● Task item
Reprint the lines below as they are, minus the pictures.

+++

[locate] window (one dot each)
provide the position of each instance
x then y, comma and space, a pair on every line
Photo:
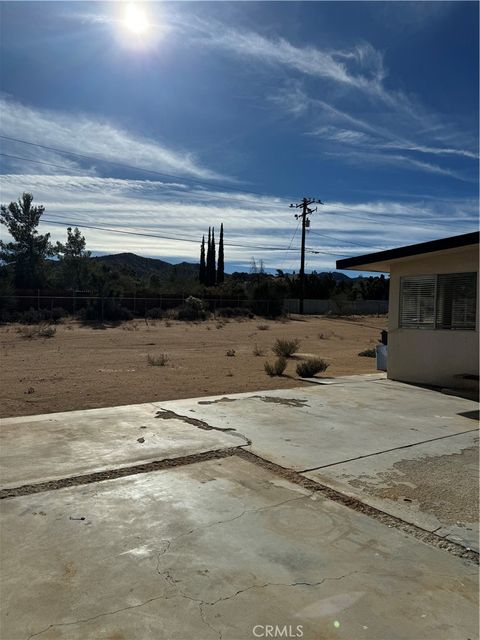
445, 301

+++

● Exercise answer
[locate] window (one dot each)
provide the position of each instance
x then y, comma and space, a pair on every line
Photo:
445, 301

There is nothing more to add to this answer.